Task directions:
Return every line below that contains the word "hair".

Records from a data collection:
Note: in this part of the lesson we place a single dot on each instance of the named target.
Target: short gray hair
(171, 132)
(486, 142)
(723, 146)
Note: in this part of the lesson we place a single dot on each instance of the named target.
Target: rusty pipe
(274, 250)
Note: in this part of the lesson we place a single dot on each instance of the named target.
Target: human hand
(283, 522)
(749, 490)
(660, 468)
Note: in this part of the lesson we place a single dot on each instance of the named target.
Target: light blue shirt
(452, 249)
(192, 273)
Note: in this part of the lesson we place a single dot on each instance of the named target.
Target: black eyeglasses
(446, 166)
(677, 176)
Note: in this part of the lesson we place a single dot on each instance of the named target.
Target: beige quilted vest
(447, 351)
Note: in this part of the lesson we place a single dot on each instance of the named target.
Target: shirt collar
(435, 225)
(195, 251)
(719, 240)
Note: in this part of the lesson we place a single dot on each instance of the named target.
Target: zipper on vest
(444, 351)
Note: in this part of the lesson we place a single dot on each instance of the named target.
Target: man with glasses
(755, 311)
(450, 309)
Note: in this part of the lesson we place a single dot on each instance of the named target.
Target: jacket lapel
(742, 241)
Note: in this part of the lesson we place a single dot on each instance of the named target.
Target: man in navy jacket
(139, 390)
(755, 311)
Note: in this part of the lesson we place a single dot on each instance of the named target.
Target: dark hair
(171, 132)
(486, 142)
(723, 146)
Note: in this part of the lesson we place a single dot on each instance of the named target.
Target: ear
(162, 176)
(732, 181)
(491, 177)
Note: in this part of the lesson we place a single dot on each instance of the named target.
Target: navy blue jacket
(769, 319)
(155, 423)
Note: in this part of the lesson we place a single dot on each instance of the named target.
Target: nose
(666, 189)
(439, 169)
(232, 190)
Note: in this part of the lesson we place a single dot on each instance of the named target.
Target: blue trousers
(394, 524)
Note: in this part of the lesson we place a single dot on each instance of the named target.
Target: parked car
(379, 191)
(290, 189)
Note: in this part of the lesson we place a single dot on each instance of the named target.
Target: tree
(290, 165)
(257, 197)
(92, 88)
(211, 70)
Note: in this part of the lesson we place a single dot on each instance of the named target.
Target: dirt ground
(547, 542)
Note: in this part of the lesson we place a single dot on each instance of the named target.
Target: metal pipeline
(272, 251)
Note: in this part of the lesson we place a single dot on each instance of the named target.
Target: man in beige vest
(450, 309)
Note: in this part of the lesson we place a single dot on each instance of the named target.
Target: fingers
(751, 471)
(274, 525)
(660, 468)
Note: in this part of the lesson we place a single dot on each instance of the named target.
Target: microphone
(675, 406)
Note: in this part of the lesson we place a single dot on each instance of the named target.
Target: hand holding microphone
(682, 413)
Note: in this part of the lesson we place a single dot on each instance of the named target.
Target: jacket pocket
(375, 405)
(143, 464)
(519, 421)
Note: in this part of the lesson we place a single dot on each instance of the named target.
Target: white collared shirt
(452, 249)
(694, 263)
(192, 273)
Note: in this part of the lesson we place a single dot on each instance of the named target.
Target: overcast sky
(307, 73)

Exercise answer:
Target: short gray hair
Target: dark hair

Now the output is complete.